• **Task details**
Rename "Target" to "Object" throughout the data below. Reproduce everything else unchanged.

[Pointing dataset records]
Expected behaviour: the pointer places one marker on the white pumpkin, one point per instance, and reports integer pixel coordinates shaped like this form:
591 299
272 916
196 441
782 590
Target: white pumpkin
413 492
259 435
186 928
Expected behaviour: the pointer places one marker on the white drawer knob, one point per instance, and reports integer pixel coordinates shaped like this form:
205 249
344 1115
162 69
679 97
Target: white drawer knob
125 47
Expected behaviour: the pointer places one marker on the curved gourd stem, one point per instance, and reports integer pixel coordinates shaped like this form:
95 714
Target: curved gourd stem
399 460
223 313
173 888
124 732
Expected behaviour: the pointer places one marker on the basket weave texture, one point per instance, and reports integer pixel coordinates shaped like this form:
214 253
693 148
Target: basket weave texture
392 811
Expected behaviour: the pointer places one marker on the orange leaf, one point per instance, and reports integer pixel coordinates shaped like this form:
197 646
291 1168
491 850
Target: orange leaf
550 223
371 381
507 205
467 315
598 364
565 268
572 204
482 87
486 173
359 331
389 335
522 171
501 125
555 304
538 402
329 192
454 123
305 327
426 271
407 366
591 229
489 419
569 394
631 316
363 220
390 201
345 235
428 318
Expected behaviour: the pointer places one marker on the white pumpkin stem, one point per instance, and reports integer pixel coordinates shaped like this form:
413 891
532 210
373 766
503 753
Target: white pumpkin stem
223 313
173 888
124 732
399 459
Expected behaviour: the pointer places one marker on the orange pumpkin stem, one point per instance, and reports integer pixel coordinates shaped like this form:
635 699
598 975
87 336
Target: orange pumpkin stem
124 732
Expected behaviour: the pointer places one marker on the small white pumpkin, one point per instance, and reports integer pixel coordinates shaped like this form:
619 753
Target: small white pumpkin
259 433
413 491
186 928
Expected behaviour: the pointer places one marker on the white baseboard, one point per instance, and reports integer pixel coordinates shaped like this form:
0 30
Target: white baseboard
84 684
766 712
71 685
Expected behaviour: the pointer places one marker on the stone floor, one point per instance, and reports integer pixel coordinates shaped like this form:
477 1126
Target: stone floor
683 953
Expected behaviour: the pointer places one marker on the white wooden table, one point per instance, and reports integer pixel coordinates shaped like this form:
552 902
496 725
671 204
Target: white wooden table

• **Expected answer**
Expected behaviour: the pointer places one marker on the white pumpkin, one point per instance, and reports integer pixel coordinates shaped like this form:
591 299
272 916
196 441
782 590
Object: white pumpkin
413 492
259 435
186 928
Expected behaviour: the pointer places one marker on the white drawer knob, one point per instance, and reports integer pixel coordinates shaped like this form:
205 249
344 1115
162 69
679 97
Object: white drawer knob
125 47
Expected behaviour: the pointer places one marker on the curved gourd stem, one point per instance, and reports integer pixel coordinates shaped like this form:
95 714
Object: curved gourd stem
399 460
223 313
173 888
124 732
Expected behaviour: the pointer places one marker on the basket weave texture, one point per instance, and reports integer pixel coordinates shaped like this form:
214 253
693 148
Object: basket weave texture
392 811
Expected behaviour: the pointer places one marker on the orange leaf, one point per instance, and reports integer pixel coordinates shaped like this form:
197 646
291 1168
491 850
Object: orange leaf
550 223
371 381
507 205
467 315
598 364
565 268
572 204
482 87
486 173
359 331
389 335
522 171
501 125
555 304
538 402
329 192
454 123
305 327
426 271
407 366
591 229
489 419
569 394
631 316
363 220
390 201
345 235
428 318
Expected behaviour: the pointer places one marker on the white pumpkin stem, one point per instance, and reports integer pixel coordinates shaped like this form:
413 891
532 210
373 766
503 753
Object: white pumpkin stem
223 313
173 888
124 732
399 459
Expected behaviour: the pointer places one marker on the orange pumpkin stem, one point per instance, and reports integer pixel coordinates shaped like this form:
635 699
598 975
87 336
Object: orange pumpkin stem
124 732
Expected behaviour: the pointer places one marker on the small white pumpkin, one point per instance, and reports integer pixel coordinates shaped like this form:
619 753
Object: small white pumpkin
259 433
413 491
186 928
Expected behaviour: the pointer places one marker on the white baseboard, one point per instance, and reports integer pixel coordinates shaped like this form:
0 30
Object: white baseboard
84 684
766 712
71 685
Expected behaviour: the pointer places one marker on the stone floor, one point per instance, and reports integer pixel coordinates shaped like this form:
477 1126
Object: stone floor
683 953
Expected behaviour: the pointer places one marker on the white wooden table, one point per instance, and reports integer pixel coordinates shaped like this form:
552 902
496 725
671 204
Object: white wooden table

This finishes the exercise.